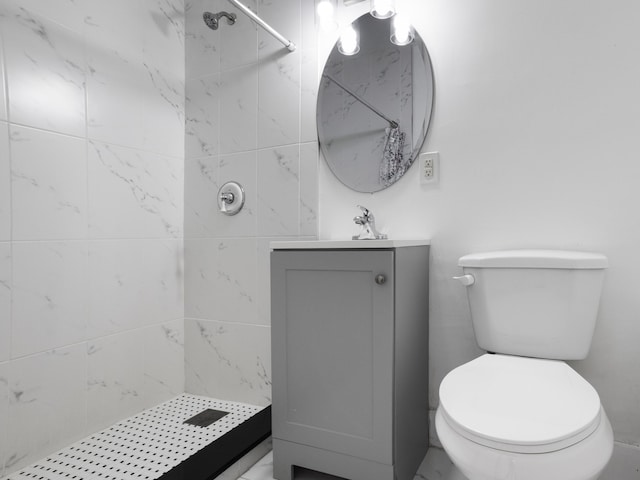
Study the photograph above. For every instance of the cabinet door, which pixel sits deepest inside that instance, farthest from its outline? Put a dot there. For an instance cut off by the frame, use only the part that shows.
(332, 350)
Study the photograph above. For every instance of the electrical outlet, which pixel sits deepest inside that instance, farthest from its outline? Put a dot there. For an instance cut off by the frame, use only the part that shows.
(429, 167)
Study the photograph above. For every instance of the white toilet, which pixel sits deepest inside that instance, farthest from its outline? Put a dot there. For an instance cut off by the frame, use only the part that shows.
(520, 412)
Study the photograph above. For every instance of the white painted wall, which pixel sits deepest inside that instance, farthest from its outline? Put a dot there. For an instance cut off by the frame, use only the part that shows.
(536, 120)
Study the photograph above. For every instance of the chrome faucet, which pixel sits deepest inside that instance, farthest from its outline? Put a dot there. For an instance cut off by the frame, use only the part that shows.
(367, 224)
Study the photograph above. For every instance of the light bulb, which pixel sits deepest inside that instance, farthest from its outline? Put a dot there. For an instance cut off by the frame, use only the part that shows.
(383, 8)
(401, 31)
(349, 41)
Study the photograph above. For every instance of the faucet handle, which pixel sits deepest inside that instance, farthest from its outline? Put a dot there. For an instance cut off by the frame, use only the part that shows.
(365, 211)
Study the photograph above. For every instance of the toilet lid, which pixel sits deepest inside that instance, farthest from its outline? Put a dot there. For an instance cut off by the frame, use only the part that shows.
(519, 404)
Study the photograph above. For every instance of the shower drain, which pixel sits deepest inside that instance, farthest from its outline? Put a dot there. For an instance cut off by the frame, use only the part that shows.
(146, 446)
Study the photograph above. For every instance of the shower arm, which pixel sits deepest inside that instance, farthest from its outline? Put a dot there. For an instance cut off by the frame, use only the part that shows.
(392, 123)
(287, 43)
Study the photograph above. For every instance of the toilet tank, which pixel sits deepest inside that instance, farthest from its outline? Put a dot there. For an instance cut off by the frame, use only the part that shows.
(535, 303)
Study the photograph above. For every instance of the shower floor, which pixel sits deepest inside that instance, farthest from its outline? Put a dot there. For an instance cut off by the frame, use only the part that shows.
(156, 444)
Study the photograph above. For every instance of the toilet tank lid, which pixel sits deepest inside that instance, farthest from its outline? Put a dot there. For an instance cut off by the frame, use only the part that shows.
(535, 259)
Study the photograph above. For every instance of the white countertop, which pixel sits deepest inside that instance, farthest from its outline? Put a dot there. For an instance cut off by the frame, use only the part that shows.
(345, 244)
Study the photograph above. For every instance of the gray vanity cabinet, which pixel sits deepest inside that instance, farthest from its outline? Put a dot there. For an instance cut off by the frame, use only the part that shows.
(349, 361)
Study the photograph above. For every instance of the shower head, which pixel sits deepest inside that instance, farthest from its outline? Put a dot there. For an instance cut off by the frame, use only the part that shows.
(213, 19)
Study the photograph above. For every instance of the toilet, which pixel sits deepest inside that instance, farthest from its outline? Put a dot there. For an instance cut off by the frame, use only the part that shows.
(519, 412)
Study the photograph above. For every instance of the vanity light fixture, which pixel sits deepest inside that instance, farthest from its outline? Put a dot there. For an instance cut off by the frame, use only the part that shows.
(383, 8)
(402, 32)
(327, 15)
(349, 43)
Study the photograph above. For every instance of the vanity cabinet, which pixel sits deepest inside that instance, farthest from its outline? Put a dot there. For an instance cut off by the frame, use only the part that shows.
(349, 329)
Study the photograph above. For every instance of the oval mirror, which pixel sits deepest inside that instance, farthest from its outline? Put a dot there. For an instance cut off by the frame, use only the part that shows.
(374, 107)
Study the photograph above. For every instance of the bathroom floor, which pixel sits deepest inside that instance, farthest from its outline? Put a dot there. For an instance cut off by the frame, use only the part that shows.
(436, 466)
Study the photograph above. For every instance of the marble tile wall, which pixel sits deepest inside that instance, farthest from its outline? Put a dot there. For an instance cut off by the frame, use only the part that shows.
(250, 117)
(91, 217)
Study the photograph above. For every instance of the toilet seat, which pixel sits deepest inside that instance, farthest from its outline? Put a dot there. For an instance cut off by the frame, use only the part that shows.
(519, 404)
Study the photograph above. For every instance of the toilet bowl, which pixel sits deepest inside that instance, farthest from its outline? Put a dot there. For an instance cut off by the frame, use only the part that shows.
(504, 417)
(522, 413)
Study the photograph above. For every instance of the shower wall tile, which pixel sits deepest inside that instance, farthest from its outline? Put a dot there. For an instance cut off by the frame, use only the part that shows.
(45, 65)
(5, 184)
(309, 196)
(49, 185)
(115, 26)
(230, 358)
(202, 122)
(163, 40)
(221, 281)
(115, 378)
(133, 193)
(308, 96)
(163, 361)
(47, 404)
(266, 109)
(49, 307)
(68, 13)
(134, 283)
(3, 90)
(200, 202)
(135, 103)
(278, 191)
(5, 301)
(92, 145)
(238, 109)
(278, 120)
(4, 412)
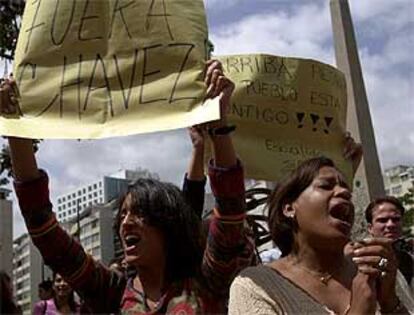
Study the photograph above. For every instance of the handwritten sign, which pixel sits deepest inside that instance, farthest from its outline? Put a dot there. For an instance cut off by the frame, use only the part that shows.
(93, 69)
(286, 110)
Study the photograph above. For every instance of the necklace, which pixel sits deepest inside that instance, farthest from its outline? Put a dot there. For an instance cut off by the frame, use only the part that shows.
(322, 277)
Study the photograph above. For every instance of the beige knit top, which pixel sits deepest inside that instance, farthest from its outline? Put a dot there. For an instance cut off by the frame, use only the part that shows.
(262, 290)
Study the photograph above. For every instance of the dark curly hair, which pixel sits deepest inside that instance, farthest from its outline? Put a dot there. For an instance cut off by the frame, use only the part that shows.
(282, 228)
(162, 205)
(379, 201)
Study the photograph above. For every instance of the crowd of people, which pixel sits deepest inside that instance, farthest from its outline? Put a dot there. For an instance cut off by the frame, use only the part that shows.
(187, 263)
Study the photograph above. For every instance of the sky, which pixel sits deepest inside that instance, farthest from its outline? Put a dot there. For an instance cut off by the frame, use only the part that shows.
(296, 28)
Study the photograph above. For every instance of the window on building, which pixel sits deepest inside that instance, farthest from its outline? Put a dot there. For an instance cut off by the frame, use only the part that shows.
(404, 177)
(394, 179)
(397, 190)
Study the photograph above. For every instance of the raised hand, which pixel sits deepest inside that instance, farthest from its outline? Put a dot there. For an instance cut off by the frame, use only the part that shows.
(219, 85)
(375, 257)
= = = =
## Assignment
Exactly as written, restate the listing above with its pictures omitted.

## Answer for the task
Study the photograph above. For every instance of the cabinet door, which pixel sits deepest inside that instance, farthest from its outline? Put a dot there. For an instance cut off by the frame, use only the part that shows.
(332, 350)
Study the photograph above. For every instance of the electrical outlet, which pixel sits deepest inside that instance, farthest from its outline? Put a dot there. For an instance cut off by the frame, use only the part that shows.
(429, 167)
Study the photograph above. For every instance of the white toilet, which pixel sits deepest inside that instance, farthest from its outline? Put a dot there. For an instance cut off by the frame, use only the part that shows.
(520, 412)
Study the photograph above. For every instance of the white painted wall, which pixel sits deepest inside that instance, farthest from its outline? Put a dot there. For an instance cut off by the frame, use only the part that shows.
(536, 120)
Study the photograph above. For every instance of the chrome faucet, which pixel sits deepest inside that instance, farthest from its outline? Put a dot there. For an instance cut off by the frame, use only the part that shows.
(367, 224)
Study the photograph above. For every instance of the light bulb, which pixel sits deepest inside that instance, farthest from its outline? Put a dot there. For an instance cut off by the frame, use only the part that shows.
(383, 8)
(401, 31)
(349, 41)
Study the photograph above. For every instance of the faucet handle, which pixel sits deepest inside that instance, farthest from its outline? Put a dot there. For an instance cut off by the frame, use only the part that shows.
(365, 211)
Study the photograph above. For every instance of the toilet lid, which pixel sits deepest inside that instance, farthest from its outline? Put a dot there. For an instance cut off by the frame, use only the part that shows.
(519, 404)
Study the photograph above. For every instance of the shower drain, which pixel sits deepest inside that instance, farthest from its outline? Put a dot there. For an instance cut off by the frame, use only the part that shows.
(146, 446)
Study the photograph above. For every instance of the shower arm, which pixel sits deepest inside that instance, farthest from its outline? Put a dot there. For an instance cut off by the frame, use only the part that shows.
(392, 123)
(287, 43)
Study the photograph above. For every instance of the toilet tank, which pixel sits deepest inside that instance, farthest from its outline? Put a dot there. For an instance cut off by the frame, use only the part that shows.
(535, 303)
Study the photograph above. For every instance of the shower floor, which pixel sits deepest inside that instance, farthest from its outline? Put a dot there. For an instance cut off by the frame, use only the part that shows.
(156, 444)
Study the photograph above. For every instance of the toilet tank lid, which pixel sits deepest inside that instance, farthest from its outline? Put a dot there. For an instance cut off by the frame, use only the part that shows.
(535, 259)
Study the photograph above. For every instance of the white countertop, which pixel sits deepest inside that instance, farthest from its outline? Put a dot there. For an instance cut off by the frame, use only the part that shows.
(345, 244)
Study the photograph above. For every instance of the gray vanity cabinet, which pixel sits deepest inside that instance, farthest from its outline? Put a dot there. For an instance cut off by the frame, use only the part that shows.
(349, 361)
Study the photograph above. For every instance of the shower head, which pixel sits deepest inside that instance, farthest from its outline? Put a dot there. For an instance cut off by the frame, use only the part that shows.
(213, 19)
Study the photograph above. For every instance of the toilet, which pixel sits deepest inside that instance, farthest from its outline? Put a dot there. For an instance cut off by the frame, use only the part that shows.
(519, 412)
Study the photograph above. For every instance of the vanity light fixture, which pixel sits deepest inside that instance, farthest from its outline? Put a dot there. For an instance cut off by the frame, use only the part that shows.
(383, 8)
(402, 32)
(327, 15)
(349, 43)
Study the photograph above. For every instance of the vanity cabinet, which pixel sits deepest inside that instance, farthest from its outline? Put a dot there. For an instance cut off by the frame, use only the part that shows.
(349, 329)
Study the photograph above. For every instance of the oval mirror, which pixel sits deepest inside that instance, farthest from its outline? Put a dot there. For an instance cut off by the frame, use only the part that shows.
(374, 107)
Study the photograph above. For every instance of the bathroom floor, which pixel sits deepest inside that instance, farthest from its outline? Put a dot there. For an instance cut off by the frame, use only the part that shows.
(436, 466)
Study the photograph above. For every instance of the marble tile wall, which pixel sits deepest inside that instance, farthest from its outline? Put a dot there. For an instance cut off by the frame, use only the part that shows.
(250, 117)
(91, 217)
Study the photograph above. For every instance of the toilet seat, which pixel sits deepest inside that instance, farthest from its outline? Put a dot there. For an instance cut off by the frame, use only the part that shows.
(519, 404)
Study the photograph above. For every instance of the toilet bowl, which pixel sits deepest inside that instance, farthest from its outline? Put a dot there. For an instance cut off by the frame, use only the part that shows.
(504, 417)
(522, 413)
Study the photograph above. For every instance of the shower wall tile, which pixel sits deepest inside that instance, farthest from its outline? Put a dot there. For an instance cut off by the frame, use only the part that shows.
(45, 65)
(5, 184)
(309, 196)
(49, 185)
(115, 26)
(230, 358)
(202, 122)
(163, 40)
(221, 281)
(115, 378)
(133, 193)
(308, 96)
(163, 361)
(47, 404)
(266, 109)
(49, 307)
(68, 13)
(134, 283)
(3, 90)
(200, 202)
(135, 103)
(278, 191)
(5, 301)
(92, 145)
(238, 109)
(278, 120)
(4, 412)
Study the photograph above. For every instance of the handwritten sign, which pixel sits deepest inside that instance, farthest from its outline? Put a dot there. For an instance cut off by the frame, use only the part that shows.
(93, 69)
(286, 110)
Study the photograph above. For every instance of the necklace, which pixel sits deepest inside that instance, farthest from its outline? Put a dot there. For an instance cut off by the frame, use only the part that shows.
(322, 277)
Study the photograph above. For every instance of the beige knit top, which pixel sits deepest inside that instance, farthest from its outline? Put a dot there. For an instance cut off by the frame, use only the part that shows.
(262, 290)
Study the photograph above. For every instance of the dark curly hair, which pixel sits deepest inside that instance, farthest from its outline? Put a dot there. For an instance cut off by the frame, use only the part that shows.
(282, 228)
(162, 205)
(379, 201)
Study the photograph above. For every instance of the crowd of people, which pixel sits deepest inside that instance, farthest from its outline? Put a dot there. For an instance cut off by the frame, use only the part that shows.
(187, 263)
Study the photograph above. For every instance of the sky, which pixel sits deepest inside that instance, farthest from its outline? Put a dot there. For an instance cut off by the frame, use only the part that shows.
(296, 28)
Study the photograph above. For every instance of the window on building, which pixel sits deepest inside that instance, farthest from its outline? Put a dot there. For an instance cut off by the frame, use only the part that shows.
(404, 177)
(394, 179)
(397, 190)
Study the photograph above. For every instance of the raised hand, which pixel sits deepest inside that instance, farthest from its outline? Put a dot there. For an instance cut off by the frame, use only the part that shows.
(219, 85)
(375, 257)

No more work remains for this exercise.